Annotated photo localization data
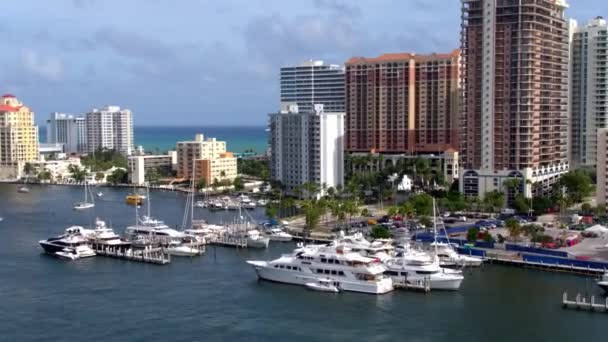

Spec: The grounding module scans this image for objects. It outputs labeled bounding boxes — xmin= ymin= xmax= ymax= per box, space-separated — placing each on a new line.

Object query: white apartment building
xmin=570 ymin=17 xmax=608 ymax=168
xmin=128 ymin=151 xmax=177 ymax=185
xmin=281 ymin=60 xmax=345 ymax=113
xmin=86 ymin=106 xmax=133 ymax=156
xmin=46 ymin=112 xmax=87 ymax=154
xmin=269 ymin=103 xmax=344 ymax=196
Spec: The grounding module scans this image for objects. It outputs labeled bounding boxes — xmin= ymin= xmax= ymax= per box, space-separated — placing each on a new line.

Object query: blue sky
xmin=2 ymin=0 xmax=606 ymax=126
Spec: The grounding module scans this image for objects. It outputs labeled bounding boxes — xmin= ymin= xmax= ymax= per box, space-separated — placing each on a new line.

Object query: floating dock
xmin=394 ymin=277 xmax=431 ymax=293
xmin=562 ymin=292 xmax=608 ymax=313
xmin=92 ymin=244 xmax=171 ymax=265
xmin=484 ymin=252 xmax=606 ymax=276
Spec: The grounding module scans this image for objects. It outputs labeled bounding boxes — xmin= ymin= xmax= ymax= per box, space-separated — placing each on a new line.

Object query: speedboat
xmin=267 ymin=228 xmax=293 ymax=242
xmin=126 ymin=194 xmax=145 ymax=205
xmin=39 ymin=226 xmax=96 ymax=258
xmin=305 ymin=279 xmax=340 ymax=293
xmin=17 ymin=186 xmax=30 ymax=193
xmin=247 ymin=244 xmax=393 ymax=294
xmin=598 ymin=272 xmax=608 ymax=293
xmin=246 ymin=230 xmax=270 ymax=248
xmin=165 ymin=244 xmax=202 ymax=257
xmin=97 ymin=192 xmax=103 ymax=197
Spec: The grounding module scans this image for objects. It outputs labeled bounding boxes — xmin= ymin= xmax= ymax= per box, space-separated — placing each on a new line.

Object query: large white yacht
xmin=384 ymin=244 xmax=464 ymax=291
xmin=332 ymin=232 xmax=394 ymax=262
xmin=247 ymin=244 xmax=394 ymax=294
xmin=125 ymin=216 xmax=186 ymax=244
xmin=39 ymin=226 xmax=96 ymax=259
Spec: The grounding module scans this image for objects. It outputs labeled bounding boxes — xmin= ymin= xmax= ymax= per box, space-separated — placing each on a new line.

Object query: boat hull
xmin=305 ymin=283 xmax=339 ymax=293
xmin=247 ymin=237 xmax=270 ymax=248
xmin=268 ymin=235 xmax=293 ymax=242
xmin=247 ymin=261 xmax=393 ymax=294
xmin=166 ymin=246 xmax=203 ymax=257
xmin=598 ymin=281 xmax=608 ymax=293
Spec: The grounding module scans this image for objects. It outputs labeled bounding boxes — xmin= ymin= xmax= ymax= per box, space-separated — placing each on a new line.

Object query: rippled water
xmin=0 ymin=184 xmax=605 ymax=342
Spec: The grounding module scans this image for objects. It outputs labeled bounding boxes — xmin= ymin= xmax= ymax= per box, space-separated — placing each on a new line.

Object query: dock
xmin=562 ymin=292 xmax=608 ymax=313
xmin=484 ymin=251 xmax=606 ymax=276
xmin=208 ymin=236 xmax=248 ymax=248
xmin=92 ymin=244 xmax=171 ymax=265
xmin=393 ymin=277 xmax=431 ymax=293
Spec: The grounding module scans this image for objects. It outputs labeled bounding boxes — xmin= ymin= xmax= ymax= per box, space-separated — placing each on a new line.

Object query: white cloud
xmin=22 ymin=49 xmax=64 ymax=81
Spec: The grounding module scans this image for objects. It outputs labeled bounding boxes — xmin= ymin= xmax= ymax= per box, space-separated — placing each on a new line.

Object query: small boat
xmin=97 ymin=192 xmax=103 ymax=197
xmin=242 ymin=202 xmax=256 ymax=210
xmin=73 ymin=202 xmax=95 ymax=210
xmin=0 ymin=217 xmax=3 ymax=223
xmin=257 ymin=199 xmax=268 ymax=207
xmin=305 ymin=279 xmax=340 ymax=293
xmin=17 ymin=186 xmax=30 ymax=193
xmin=126 ymin=194 xmax=145 ymax=205
xmin=246 ymin=230 xmax=270 ymax=248
xmin=598 ymin=271 xmax=608 ymax=293
xmin=194 ymin=201 xmax=206 ymax=208
xmin=166 ymin=245 xmax=202 ymax=257
xmin=55 ymin=248 xmax=79 ymax=260
xmin=267 ymin=228 xmax=293 ymax=242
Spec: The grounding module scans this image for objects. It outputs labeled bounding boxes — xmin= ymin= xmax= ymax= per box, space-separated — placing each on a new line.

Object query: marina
xmin=1 ymin=184 xmax=607 ymax=341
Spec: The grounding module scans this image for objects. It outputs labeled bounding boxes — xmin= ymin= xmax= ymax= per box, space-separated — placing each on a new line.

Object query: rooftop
xmin=346 ymin=49 xmax=460 ymax=65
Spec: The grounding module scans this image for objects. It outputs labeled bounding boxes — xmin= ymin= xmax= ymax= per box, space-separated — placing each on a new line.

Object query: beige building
xmin=128 ymin=151 xmax=177 ymax=185
xmin=176 ymin=134 xmax=237 ymax=185
xmin=597 ymin=128 xmax=608 ymax=206
xmin=0 ymin=94 xmax=39 ymax=179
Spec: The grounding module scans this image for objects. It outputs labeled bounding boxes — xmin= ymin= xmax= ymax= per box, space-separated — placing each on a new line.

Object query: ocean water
xmin=0 ymin=184 xmax=605 ymax=342
xmin=39 ymin=126 xmax=268 ymax=154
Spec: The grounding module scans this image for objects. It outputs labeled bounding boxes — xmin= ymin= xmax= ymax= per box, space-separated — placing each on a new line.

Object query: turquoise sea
xmin=39 ymin=126 xmax=268 ymax=154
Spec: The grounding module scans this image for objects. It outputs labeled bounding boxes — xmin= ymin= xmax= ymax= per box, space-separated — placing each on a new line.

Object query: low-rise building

• _WORK REQUIRED_: Could you print, word for word, the line containing "Object query: turquoise sea" and every line after it through the end of the records, and nothing else?

• _OUTPUT FOR THIS TASK_:
Object query: turquoise sea
xmin=39 ymin=126 xmax=268 ymax=154
Spec: The grounding module scans this image for objects. It outputs labeled bounding boxes — xmin= ymin= xmax= ymax= per box, space-separated — placing each on a new line.

Object query: low-rise building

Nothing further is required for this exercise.